Exercise task ▸ Pick out every line in the entries below that contains the word "Query", and copy each one.
─── Material provided ───
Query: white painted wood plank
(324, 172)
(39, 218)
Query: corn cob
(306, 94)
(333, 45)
───
Written response ▸
Query: white painted wood plank
Query: corn cob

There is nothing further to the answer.